(Object pointing dataset rows)
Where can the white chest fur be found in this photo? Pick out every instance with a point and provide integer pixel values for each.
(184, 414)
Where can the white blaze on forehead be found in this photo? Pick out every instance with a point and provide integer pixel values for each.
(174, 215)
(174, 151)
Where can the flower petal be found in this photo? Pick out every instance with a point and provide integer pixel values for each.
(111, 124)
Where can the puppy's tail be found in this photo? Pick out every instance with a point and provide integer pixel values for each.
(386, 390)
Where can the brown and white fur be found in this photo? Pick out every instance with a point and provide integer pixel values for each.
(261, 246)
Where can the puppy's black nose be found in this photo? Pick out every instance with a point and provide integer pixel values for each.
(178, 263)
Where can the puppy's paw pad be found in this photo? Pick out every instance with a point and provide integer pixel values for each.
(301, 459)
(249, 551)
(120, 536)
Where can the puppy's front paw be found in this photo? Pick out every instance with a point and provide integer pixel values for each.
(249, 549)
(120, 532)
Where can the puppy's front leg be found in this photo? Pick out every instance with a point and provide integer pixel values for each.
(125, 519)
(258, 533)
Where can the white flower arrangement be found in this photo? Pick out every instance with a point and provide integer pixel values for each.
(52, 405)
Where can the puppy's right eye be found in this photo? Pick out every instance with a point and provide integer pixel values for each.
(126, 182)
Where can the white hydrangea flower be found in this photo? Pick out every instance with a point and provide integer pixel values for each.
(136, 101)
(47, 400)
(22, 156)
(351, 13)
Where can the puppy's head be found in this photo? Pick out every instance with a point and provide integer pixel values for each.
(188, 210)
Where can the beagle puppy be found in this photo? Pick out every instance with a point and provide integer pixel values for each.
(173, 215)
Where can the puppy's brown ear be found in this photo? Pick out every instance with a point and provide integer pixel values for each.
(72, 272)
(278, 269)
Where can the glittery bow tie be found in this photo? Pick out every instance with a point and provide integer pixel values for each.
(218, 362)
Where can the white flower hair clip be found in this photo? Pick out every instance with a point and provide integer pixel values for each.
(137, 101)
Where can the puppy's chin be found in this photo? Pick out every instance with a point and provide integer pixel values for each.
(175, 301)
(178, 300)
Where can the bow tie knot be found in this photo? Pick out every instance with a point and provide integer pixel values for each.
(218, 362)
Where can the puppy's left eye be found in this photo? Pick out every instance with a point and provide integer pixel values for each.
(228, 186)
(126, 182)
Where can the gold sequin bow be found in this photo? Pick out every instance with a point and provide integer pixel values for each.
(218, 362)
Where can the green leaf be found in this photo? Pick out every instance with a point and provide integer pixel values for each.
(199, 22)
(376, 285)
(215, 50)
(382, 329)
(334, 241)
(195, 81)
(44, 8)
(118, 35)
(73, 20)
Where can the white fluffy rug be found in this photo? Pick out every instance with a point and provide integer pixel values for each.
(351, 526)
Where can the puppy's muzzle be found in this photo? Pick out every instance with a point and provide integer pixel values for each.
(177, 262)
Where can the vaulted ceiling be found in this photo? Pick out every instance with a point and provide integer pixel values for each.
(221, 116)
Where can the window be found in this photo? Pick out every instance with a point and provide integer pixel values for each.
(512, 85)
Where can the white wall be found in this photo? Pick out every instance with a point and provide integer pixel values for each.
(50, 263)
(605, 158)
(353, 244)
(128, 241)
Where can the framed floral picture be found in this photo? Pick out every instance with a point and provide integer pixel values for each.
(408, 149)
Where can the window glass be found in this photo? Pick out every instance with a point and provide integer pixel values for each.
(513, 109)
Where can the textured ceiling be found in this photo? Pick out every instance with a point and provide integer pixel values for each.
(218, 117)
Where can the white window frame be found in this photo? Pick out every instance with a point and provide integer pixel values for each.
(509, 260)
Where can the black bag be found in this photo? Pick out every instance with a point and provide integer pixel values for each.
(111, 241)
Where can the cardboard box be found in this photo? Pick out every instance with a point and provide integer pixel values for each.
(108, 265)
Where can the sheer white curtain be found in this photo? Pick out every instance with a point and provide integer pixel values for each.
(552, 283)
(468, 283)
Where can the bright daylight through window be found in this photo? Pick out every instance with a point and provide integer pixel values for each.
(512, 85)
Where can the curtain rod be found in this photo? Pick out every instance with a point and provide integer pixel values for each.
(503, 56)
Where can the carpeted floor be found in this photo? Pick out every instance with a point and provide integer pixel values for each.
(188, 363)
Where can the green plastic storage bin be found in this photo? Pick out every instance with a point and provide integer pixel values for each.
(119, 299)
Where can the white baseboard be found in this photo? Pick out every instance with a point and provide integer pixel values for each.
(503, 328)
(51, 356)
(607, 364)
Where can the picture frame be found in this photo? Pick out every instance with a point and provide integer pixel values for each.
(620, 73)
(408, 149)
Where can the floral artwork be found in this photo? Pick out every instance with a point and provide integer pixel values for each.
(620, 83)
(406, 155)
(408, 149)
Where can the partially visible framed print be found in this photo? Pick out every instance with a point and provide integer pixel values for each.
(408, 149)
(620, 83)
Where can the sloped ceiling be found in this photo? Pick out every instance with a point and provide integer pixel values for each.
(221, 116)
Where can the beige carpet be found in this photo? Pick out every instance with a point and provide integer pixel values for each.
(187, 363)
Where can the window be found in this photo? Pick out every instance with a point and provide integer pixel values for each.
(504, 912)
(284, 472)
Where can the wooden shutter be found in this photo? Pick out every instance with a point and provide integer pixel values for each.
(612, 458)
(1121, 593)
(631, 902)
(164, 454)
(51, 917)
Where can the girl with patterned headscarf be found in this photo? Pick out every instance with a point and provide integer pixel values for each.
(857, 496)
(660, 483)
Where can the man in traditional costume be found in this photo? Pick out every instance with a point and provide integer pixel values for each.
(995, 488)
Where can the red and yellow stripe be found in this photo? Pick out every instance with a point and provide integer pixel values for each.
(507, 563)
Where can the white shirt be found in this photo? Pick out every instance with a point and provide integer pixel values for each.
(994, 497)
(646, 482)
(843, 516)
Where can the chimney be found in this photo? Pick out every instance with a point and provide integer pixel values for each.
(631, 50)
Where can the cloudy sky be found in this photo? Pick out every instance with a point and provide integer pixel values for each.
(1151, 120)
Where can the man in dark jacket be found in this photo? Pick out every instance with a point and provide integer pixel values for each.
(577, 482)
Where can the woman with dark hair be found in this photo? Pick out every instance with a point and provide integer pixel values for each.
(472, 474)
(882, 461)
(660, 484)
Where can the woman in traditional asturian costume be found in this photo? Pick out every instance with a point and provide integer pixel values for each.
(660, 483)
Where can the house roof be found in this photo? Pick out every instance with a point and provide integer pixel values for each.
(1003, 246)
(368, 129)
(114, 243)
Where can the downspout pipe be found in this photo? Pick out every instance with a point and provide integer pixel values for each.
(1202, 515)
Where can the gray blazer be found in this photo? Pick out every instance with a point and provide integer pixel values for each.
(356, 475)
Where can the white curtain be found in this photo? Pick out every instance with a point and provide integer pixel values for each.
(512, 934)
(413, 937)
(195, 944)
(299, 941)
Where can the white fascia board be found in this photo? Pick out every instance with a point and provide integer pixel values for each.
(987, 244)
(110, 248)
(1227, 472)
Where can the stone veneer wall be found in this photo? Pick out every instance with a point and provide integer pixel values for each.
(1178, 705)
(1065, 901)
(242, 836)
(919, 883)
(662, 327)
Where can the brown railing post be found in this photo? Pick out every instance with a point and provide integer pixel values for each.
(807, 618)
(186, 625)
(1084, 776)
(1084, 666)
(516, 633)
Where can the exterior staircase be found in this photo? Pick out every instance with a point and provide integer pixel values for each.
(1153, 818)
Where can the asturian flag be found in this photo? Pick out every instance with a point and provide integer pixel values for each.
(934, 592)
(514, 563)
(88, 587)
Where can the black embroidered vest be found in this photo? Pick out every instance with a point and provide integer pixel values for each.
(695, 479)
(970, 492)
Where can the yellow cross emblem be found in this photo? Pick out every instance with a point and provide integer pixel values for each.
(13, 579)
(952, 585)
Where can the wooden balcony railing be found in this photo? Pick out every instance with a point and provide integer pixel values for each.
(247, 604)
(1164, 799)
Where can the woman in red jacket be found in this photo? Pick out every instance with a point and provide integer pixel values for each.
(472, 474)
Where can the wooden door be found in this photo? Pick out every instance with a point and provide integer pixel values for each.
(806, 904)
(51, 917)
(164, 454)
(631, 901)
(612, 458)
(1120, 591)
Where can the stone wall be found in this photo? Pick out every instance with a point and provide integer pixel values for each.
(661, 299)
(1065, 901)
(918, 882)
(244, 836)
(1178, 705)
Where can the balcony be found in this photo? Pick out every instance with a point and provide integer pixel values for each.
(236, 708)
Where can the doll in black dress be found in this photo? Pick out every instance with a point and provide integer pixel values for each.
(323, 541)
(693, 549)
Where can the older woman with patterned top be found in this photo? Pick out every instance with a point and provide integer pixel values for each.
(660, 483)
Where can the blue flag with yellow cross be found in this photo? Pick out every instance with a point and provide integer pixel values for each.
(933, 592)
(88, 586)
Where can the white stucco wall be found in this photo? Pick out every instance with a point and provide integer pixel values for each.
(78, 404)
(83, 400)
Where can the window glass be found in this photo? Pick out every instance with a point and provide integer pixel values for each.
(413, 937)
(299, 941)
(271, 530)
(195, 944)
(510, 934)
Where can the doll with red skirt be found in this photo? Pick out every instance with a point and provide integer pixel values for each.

:: Objective ::
Give the lines from the one containing "Where can the older" through the end of the entries again, exactly as written and with no other lines.

:: Written answer ::
Where can the older woman with patterned top be found in this photo? Pick out every instance with a point and provide integer pixel values for each.
(660, 483)
Where can the blue flag with yellow cross be found in this photo? Pick out every instance with a point and provide integer pixel values for each.
(933, 592)
(88, 586)
Where can the white stucco wall be found in this photo? Pick out every instance with a point and provide integer pixel values for each.
(78, 404)
(83, 400)
Where can the window glass be found in this photo? Pick out every instance with a point and provide integer pixel values for each.
(413, 937)
(299, 941)
(271, 530)
(195, 944)
(510, 934)
Where can the doll with red skirt be found in this photo? Pick out every instance with a point and provide integer pixel values for each.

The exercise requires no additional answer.